**EXERCISE REQUIREMENTS**
How many lines below include the string "white"? State the number alone.

**SUPPLIED INFORMATION**
• • • • •
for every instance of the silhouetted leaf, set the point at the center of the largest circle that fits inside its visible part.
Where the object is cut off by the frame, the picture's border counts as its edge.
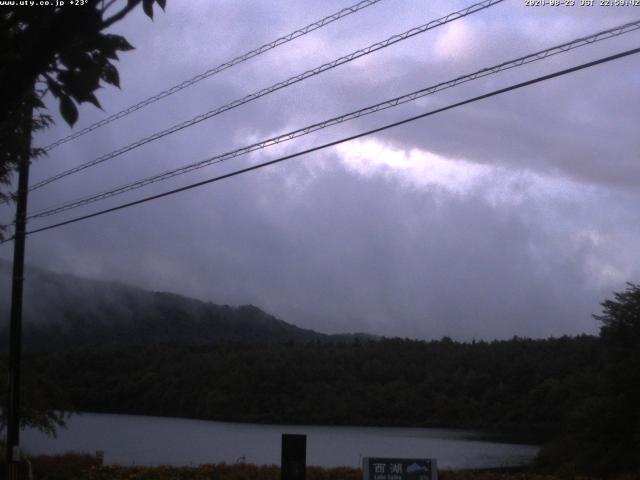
(68, 110)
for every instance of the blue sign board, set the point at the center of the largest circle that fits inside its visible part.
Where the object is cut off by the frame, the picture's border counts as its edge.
(399, 468)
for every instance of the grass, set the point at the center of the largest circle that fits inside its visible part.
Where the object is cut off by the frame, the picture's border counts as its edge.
(84, 467)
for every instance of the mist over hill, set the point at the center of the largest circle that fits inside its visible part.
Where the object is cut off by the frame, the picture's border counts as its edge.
(63, 312)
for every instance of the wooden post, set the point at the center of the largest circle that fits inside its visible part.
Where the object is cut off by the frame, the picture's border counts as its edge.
(15, 328)
(294, 457)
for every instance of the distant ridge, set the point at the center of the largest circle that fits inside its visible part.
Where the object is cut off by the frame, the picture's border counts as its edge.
(64, 312)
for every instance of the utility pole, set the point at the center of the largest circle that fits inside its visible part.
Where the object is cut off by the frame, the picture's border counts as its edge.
(15, 332)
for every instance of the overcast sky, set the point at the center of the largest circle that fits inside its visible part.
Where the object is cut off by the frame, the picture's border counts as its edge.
(515, 215)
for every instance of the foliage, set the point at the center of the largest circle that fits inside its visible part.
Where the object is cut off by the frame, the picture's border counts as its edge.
(504, 384)
(63, 51)
(37, 393)
(82, 467)
(602, 433)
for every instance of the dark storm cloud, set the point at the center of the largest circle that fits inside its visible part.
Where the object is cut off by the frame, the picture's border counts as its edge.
(523, 221)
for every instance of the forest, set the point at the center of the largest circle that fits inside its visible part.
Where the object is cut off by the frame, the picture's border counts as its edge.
(578, 396)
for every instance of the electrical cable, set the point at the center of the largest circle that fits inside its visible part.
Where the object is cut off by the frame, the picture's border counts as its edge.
(337, 142)
(223, 66)
(540, 55)
(277, 86)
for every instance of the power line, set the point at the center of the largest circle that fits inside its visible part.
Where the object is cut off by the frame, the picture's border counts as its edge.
(540, 55)
(223, 66)
(337, 142)
(277, 86)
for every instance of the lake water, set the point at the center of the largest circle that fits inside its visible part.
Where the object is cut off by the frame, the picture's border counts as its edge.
(140, 440)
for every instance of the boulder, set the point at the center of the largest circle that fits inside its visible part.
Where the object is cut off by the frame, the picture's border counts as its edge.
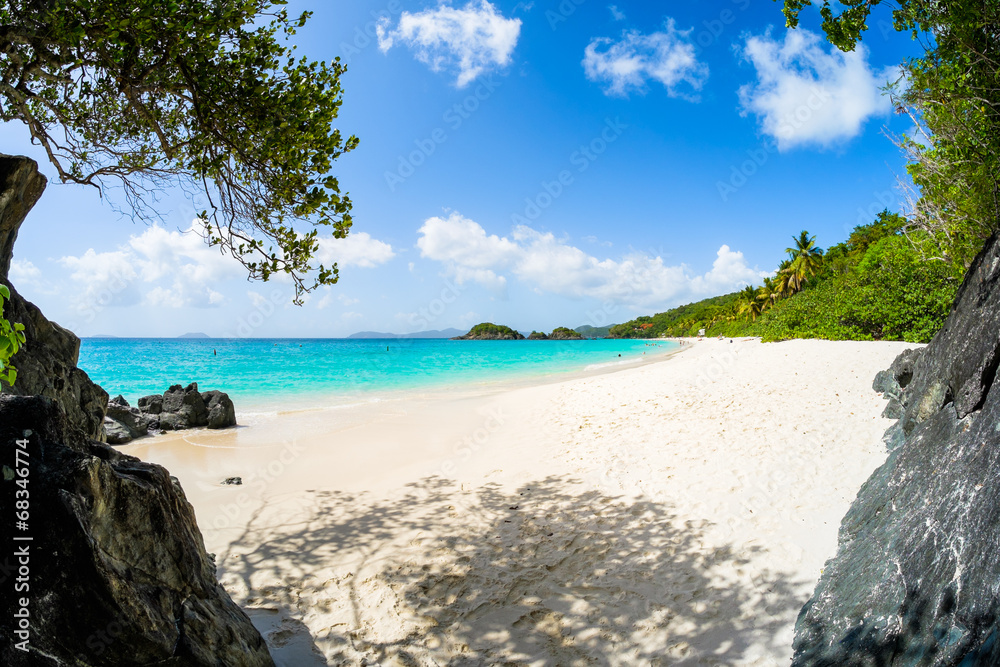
(221, 411)
(119, 574)
(916, 578)
(46, 364)
(124, 423)
(182, 408)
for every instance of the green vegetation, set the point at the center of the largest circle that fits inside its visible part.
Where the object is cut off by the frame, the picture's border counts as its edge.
(588, 331)
(897, 277)
(950, 93)
(565, 333)
(11, 340)
(490, 331)
(874, 286)
(207, 96)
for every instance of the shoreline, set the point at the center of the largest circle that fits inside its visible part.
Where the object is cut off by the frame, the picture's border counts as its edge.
(679, 510)
(324, 397)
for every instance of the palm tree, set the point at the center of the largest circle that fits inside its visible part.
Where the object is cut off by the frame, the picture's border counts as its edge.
(768, 293)
(749, 303)
(783, 280)
(806, 258)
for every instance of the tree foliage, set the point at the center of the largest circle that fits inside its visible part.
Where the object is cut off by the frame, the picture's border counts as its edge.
(11, 340)
(206, 94)
(951, 93)
(874, 286)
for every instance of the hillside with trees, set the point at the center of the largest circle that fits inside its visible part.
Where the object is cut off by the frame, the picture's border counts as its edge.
(879, 284)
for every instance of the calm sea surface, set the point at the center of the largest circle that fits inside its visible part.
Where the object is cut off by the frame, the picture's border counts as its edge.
(286, 373)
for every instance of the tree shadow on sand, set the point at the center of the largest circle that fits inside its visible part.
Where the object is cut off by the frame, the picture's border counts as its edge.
(554, 572)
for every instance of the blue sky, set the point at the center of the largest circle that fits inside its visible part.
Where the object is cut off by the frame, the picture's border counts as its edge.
(537, 164)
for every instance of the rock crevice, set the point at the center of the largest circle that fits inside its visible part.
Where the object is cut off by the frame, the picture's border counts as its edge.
(916, 579)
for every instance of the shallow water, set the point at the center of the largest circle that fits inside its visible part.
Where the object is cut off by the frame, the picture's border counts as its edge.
(285, 373)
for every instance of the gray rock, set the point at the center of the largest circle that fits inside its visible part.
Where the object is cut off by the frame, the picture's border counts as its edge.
(151, 405)
(185, 407)
(116, 432)
(915, 578)
(119, 571)
(131, 419)
(46, 365)
(221, 411)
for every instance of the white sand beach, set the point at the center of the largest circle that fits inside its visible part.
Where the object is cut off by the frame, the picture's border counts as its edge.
(677, 513)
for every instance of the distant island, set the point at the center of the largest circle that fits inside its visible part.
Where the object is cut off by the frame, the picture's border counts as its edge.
(490, 331)
(559, 333)
(588, 331)
(444, 333)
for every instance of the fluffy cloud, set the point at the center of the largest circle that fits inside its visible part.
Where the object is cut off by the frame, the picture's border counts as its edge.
(23, 272)
(551, 265)
(358, 249)
(470, 40)
(806, 94)
(102, 279)
(180, 269)
(629, 63)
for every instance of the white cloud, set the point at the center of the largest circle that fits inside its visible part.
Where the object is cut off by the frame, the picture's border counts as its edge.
(187, 262)
(358, 249)
(469, 41)
(806, 94)
(180, 267)
(551, 265)
(628, 64)
(102, 279)
(729, 270)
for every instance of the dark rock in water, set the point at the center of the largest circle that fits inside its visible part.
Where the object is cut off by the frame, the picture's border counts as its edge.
(46, 364)
(123, 423)
(221, 411)
(185, 407)
(116, 433)
(118, 569)
(916, 579)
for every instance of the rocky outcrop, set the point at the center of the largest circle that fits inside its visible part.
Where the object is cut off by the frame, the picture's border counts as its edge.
(124, 423)
(490, 331)
(118, 569)
(185, 407)
(564, 333)
(916, 579)
(46, 364)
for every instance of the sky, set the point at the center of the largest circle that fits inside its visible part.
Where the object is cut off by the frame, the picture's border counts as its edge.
(534, 164)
• • • • •
**FINAL ANSWER**
2